Problem – Put the rows from the line containing "Provide an outline for every instance of the dried" through the end of the rows into a numbered list, including both ends and omitting blank lines.

Data for this exercise –
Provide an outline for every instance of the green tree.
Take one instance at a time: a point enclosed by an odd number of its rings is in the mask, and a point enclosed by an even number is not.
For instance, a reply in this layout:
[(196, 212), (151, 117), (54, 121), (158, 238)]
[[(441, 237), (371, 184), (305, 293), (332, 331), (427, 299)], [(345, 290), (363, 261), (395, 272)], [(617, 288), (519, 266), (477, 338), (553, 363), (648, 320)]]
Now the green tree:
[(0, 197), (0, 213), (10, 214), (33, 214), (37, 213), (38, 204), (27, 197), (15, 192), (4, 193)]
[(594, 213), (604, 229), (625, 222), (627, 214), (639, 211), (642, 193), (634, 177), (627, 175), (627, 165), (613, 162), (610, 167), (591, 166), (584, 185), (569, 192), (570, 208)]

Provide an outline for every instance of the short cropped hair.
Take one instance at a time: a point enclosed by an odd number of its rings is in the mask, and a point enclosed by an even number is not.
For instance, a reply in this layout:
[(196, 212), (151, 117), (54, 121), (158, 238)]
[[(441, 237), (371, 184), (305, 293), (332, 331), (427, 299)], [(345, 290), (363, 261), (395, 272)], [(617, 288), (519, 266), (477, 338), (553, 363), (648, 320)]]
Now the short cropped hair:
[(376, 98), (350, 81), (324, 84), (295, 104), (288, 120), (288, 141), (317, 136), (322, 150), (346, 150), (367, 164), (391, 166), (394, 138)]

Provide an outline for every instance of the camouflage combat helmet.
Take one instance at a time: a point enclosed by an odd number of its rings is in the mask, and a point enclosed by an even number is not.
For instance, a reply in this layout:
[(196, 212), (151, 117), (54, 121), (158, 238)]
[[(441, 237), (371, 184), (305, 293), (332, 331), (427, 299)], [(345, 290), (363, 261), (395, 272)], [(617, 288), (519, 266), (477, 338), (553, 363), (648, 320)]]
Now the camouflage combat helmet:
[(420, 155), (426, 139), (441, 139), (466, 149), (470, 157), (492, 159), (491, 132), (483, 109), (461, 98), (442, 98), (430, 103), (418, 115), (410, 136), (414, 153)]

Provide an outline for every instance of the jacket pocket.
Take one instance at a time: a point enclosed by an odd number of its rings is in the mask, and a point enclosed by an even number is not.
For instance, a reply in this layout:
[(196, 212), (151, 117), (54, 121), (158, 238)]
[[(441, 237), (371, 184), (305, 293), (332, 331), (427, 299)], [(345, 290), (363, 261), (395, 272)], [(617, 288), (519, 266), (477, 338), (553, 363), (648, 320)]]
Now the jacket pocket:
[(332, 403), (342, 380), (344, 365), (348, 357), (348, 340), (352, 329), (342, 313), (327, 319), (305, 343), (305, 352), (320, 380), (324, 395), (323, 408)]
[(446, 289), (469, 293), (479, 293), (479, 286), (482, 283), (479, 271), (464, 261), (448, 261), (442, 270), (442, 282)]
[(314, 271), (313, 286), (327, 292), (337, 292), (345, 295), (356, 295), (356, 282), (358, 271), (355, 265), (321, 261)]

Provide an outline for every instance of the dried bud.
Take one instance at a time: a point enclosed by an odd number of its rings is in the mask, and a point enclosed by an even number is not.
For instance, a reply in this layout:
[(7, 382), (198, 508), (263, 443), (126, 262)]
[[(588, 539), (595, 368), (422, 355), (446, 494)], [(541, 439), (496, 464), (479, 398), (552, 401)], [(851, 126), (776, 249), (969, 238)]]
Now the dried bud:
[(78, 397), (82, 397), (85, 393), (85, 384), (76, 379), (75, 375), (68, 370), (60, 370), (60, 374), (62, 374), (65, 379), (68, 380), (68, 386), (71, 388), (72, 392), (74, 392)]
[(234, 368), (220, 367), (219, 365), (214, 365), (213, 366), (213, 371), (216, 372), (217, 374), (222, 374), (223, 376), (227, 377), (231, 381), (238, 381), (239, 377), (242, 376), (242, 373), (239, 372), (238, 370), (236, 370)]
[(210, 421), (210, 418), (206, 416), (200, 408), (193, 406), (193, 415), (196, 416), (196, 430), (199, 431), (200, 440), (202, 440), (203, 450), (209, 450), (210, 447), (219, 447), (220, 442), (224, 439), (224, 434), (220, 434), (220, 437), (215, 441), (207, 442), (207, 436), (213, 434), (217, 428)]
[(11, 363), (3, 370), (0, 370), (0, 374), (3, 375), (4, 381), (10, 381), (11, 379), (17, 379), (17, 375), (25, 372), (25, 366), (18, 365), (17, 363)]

Exercise response –
1. Provide an outline for every instance of the dried bud.
2. Take one instance at a time: a point enclosed by an odd number of its rings is in the mask, and a point enclosed by an even number is not.
3. For instance, a reply in this layout:
4. [(7, 382), (198, 508), (263, 443), (126, 262)]
5. [[(588, 539), (595, 368), (422, 355), (446, 494)], [(541, 439), (496, 464), (479, 398), (552, 401)], [(851, 126), (776, 249), (969, 238)]]
6. Now the dried bud:
7. [(78, 397), (82, 397), (85, 393), (85, 384), (76, 379), (75, 375), (68, 370), (60, 370), (60, 374), (62, 374), (65, 379), (68, 380), (68, 386), (71, 388), (72, 392), (74, 392)]
8. [(234, 368), (220, 367), (219, 365), (214, 365), (213, 366), (213, 371), (216, 372), (217, 374), (222, 374), (223, 376), (227, 377), (231, 381), (238, 381), (239, 377), (242, 376), (242, 373), (239, 372), (238, 370), (236, 370)]
9. [(210, 421), (210, 418), (206, 416), (200, 408), (193, 406), (193, 415), (196, 416), (196, 430), (199, 431), (200, 440), (202, 440), (203, 450), (209, 450), (210, 447), (219, 447), (220, 442), (224, 439), (224, 434), (220, 434), (220, 437), (215, 441), (207, 442), (207, 436), (213, 434), (217, 428)]
10. [(11, 363), (3, 370), (0, 370), (0, 374), (3, 375), (4, 381), (10, 381), (11, 379), (17, 379), (17, 375), (25, 372), (25, 366), (18, 365), (17, 363)]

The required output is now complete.